Passage to read:
[BEGIN]
Current Work

Books, articles, films.

2020

Vera Graaf’s adventure tale Virgin Territories takes us to the mysterious isle of Virgin Gorda in the outer reaches of the British Virgin Islands. It’s the 1970s, a time of pristine beaches and reefs, of sleepy villages where people bury their ancestors in the back yard, and everyone believes in jumbys, duppies and other island ghosts. It’s also a place where very few have ever seen a movie.

Into this idyllic setting stumbles a young American couple, naive and with a little money to burn. Determined to leave their irresponsible hippie life behind, they open the first movie theater on the island. After some intense encounters with the overzealous island bureaucracy, and in spite of an expert’s warning to stay away from such a venture, the Argus Cinema opens its doors with great fanfare in the spring of 1974.       Now Virgin Territories becomes a bouncy joyride, taking its protagonists Michael and Vera from the dizzy heights of small island success(when The Sound of Music is shown) to utter shame and soul-searching, when The Godfather is deemed too bloody and violent. In between there are spirited encounters with the islanders and the couple’s visiting families, and mysterious ghosts start haunting their back yard.
[END]
Required work:
1. According to the description of the book Virgin Territories, when does the Argus Cinema open?
2. Write the next few sentences of the description of the book Virgin Territories, picking up right after its last sentence.

Listing:
[BEGIN]
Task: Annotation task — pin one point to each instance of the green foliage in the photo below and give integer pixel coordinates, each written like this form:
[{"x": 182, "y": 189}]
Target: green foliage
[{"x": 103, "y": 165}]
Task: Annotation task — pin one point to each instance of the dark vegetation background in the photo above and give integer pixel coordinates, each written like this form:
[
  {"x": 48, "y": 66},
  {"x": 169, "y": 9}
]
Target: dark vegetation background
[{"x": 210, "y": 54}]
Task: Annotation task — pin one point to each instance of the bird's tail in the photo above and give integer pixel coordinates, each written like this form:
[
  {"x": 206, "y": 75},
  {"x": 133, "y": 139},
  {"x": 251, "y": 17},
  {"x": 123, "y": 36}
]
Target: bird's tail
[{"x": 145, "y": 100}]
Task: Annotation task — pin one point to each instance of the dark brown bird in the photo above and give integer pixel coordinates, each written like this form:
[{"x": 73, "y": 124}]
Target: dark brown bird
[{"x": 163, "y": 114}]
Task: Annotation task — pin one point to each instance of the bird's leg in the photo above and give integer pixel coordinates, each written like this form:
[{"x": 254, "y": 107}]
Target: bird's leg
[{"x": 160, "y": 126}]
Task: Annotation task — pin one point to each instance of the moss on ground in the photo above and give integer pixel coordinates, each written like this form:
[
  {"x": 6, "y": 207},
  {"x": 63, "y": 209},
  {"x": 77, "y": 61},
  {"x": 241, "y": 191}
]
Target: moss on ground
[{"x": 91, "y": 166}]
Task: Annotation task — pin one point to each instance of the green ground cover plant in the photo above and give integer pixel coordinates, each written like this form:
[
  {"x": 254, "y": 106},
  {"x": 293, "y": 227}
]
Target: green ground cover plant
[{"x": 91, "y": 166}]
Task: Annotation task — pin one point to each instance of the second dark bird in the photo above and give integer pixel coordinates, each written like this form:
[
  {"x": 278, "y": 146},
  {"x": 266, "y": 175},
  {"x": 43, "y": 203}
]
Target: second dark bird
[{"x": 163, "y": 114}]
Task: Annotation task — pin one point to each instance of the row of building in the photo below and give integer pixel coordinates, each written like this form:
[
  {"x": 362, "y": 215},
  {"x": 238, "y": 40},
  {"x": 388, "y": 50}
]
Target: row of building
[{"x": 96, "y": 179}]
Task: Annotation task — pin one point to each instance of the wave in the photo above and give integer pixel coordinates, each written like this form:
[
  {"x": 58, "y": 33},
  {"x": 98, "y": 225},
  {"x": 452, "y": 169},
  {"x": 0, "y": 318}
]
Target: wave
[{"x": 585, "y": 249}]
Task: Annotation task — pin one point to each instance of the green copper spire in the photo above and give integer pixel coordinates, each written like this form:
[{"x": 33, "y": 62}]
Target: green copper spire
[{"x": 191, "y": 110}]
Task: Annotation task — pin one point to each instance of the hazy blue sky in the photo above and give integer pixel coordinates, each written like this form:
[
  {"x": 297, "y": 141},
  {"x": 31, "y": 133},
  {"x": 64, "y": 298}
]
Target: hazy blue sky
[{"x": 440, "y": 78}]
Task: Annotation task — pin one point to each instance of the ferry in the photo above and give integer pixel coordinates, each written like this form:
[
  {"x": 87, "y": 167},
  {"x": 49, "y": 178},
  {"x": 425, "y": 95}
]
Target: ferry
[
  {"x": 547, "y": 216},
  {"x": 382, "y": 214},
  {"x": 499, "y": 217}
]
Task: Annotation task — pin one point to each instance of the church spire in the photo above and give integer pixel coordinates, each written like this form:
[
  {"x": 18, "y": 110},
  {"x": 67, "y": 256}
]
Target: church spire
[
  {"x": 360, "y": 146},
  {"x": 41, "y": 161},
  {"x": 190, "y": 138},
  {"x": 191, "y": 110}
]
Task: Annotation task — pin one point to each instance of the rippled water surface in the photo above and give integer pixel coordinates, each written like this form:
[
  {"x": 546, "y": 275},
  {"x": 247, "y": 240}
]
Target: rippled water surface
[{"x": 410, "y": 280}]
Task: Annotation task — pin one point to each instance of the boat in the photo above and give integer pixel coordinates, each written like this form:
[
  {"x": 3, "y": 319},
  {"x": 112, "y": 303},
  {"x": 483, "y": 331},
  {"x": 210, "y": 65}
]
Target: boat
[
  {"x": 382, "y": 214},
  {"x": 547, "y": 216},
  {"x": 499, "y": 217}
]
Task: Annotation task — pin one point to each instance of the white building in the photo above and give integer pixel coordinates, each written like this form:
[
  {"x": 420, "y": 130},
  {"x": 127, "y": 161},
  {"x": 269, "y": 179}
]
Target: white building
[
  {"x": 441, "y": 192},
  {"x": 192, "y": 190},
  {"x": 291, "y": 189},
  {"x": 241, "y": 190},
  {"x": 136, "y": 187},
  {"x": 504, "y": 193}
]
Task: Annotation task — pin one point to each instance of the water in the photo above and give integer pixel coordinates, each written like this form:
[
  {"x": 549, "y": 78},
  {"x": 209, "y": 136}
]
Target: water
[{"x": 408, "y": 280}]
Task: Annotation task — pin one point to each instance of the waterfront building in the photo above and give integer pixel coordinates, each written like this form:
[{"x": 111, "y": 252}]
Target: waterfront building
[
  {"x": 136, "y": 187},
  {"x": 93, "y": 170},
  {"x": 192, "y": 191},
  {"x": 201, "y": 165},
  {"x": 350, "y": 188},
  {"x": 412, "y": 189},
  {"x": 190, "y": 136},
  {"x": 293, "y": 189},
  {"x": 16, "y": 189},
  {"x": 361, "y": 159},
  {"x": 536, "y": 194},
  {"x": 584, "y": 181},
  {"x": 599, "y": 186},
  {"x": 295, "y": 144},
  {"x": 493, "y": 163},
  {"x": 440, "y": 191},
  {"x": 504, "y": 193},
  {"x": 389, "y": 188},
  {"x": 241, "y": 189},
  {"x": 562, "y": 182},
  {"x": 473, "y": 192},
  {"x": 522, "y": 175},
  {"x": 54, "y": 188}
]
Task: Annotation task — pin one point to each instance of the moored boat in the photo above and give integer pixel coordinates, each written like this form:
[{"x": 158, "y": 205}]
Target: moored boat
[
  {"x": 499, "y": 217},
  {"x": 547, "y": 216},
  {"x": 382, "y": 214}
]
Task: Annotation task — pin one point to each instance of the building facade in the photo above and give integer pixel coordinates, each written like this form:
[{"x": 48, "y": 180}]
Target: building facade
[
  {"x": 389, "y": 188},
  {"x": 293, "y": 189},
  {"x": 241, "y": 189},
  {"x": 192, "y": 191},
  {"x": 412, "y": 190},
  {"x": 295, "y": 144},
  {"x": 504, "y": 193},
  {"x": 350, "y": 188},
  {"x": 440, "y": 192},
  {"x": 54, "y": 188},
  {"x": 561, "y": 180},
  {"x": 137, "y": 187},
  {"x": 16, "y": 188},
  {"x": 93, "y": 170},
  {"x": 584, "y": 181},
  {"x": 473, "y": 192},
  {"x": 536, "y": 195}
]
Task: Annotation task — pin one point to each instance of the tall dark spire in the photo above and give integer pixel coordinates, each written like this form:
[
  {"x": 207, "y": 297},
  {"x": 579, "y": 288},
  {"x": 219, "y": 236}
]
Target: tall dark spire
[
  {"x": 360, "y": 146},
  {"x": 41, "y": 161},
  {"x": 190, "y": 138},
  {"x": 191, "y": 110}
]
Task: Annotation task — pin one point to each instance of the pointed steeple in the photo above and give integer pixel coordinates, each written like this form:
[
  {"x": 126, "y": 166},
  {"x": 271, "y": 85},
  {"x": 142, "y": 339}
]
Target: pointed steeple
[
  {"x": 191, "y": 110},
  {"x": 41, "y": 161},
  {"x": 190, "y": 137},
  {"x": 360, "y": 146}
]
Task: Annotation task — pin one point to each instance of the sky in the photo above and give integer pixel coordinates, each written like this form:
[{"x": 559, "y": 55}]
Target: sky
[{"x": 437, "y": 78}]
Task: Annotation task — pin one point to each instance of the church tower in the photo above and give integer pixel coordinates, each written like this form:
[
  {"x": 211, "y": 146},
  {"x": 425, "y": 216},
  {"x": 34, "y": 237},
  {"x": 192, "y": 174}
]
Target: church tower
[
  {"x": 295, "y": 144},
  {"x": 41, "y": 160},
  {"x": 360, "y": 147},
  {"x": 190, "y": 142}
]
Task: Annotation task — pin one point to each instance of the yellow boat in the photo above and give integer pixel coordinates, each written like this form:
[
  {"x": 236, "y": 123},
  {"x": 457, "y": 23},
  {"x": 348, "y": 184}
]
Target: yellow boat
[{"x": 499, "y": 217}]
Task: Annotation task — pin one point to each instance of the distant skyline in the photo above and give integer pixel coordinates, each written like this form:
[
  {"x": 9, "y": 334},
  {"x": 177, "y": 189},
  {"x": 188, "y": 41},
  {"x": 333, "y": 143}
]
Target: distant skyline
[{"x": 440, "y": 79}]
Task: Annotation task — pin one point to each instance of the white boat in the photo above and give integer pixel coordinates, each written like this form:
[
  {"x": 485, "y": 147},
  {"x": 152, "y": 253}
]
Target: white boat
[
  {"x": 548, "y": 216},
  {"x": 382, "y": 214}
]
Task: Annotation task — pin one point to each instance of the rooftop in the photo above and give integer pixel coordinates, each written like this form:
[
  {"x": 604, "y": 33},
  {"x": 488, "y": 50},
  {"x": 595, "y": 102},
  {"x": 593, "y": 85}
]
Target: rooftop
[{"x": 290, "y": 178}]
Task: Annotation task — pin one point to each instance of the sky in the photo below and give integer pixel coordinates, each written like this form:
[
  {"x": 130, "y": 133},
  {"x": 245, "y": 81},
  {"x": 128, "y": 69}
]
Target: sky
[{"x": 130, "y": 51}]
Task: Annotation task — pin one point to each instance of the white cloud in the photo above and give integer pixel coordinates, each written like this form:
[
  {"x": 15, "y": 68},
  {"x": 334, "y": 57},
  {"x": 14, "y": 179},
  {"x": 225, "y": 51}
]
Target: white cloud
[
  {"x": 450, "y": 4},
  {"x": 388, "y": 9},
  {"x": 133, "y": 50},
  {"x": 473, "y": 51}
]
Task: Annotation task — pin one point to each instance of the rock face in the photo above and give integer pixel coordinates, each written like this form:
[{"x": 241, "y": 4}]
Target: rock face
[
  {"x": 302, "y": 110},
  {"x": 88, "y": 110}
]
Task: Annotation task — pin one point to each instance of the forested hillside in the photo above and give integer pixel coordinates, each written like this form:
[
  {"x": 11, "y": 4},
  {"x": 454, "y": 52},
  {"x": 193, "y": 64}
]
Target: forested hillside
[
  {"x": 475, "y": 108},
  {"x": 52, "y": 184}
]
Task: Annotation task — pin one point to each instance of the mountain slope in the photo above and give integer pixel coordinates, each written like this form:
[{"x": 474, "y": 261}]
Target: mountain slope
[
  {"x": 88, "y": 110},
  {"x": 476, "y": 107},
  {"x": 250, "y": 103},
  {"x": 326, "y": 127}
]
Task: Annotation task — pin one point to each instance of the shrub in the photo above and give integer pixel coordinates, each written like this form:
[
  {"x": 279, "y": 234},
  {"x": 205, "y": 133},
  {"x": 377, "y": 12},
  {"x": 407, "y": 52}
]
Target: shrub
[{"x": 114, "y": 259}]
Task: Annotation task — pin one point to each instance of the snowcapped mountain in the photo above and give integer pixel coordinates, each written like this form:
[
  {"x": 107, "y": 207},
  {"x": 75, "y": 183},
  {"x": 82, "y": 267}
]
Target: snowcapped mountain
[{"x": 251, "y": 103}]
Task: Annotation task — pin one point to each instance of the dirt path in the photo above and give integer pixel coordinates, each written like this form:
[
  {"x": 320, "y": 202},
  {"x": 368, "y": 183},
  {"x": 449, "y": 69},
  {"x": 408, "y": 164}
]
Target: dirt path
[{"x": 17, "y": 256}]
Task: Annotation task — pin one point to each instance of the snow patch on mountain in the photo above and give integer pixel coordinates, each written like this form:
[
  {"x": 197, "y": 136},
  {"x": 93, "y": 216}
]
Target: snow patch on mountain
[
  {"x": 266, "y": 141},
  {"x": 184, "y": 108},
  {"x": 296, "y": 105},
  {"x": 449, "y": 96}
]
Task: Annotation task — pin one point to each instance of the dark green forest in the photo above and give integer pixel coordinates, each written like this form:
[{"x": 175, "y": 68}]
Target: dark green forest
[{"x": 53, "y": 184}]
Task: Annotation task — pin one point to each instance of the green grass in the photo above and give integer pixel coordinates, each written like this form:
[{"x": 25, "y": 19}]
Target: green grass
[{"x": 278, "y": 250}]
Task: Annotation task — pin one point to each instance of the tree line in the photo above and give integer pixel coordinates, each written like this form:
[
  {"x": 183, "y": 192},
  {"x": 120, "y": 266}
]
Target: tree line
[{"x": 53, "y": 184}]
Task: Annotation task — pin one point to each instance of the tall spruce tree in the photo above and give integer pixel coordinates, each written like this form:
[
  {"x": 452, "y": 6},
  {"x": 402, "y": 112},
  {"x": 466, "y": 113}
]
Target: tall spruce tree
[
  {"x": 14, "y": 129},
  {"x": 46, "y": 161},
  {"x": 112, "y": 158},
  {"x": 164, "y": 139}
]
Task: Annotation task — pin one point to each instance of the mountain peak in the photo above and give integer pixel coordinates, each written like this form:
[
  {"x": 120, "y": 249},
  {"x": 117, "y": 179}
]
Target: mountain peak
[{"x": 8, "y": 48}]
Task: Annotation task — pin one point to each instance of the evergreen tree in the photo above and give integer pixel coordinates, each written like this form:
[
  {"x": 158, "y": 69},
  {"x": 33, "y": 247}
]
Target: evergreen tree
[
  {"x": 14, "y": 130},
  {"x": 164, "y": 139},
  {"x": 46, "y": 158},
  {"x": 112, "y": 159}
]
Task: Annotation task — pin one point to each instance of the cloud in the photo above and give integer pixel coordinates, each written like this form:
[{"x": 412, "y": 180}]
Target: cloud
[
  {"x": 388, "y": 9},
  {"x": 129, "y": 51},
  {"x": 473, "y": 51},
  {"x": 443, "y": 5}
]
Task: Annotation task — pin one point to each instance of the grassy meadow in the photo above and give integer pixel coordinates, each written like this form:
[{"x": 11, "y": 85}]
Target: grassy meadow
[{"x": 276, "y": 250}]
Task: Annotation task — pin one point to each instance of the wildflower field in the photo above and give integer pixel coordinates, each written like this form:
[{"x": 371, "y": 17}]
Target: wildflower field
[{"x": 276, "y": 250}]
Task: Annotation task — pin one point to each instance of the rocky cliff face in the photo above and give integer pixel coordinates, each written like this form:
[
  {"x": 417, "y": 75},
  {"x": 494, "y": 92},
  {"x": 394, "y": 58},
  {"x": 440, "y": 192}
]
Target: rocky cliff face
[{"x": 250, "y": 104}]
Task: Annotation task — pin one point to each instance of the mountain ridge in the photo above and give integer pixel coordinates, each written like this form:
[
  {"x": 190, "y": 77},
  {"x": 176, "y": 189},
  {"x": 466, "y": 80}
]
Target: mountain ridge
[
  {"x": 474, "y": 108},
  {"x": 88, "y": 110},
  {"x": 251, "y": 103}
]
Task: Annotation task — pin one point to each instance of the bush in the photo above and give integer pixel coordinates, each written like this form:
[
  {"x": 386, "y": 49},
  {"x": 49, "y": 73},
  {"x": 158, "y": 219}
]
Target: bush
[END]
Answers for the tasks:
1. In the spring of 1974.

2.
These days, the Argus Cinema is shuttered. But the enterprising couple lives on in island lore as “The Godfather and the Godmother”.

If you read German, you might prefer the German version Hofmannsthals Enkel – Das karibische grosse Filmtheater,  published in August 2020, by Muery Salzmann Verlag in Salzburg, Austria. You can order it directly from the publisher or on Amazon.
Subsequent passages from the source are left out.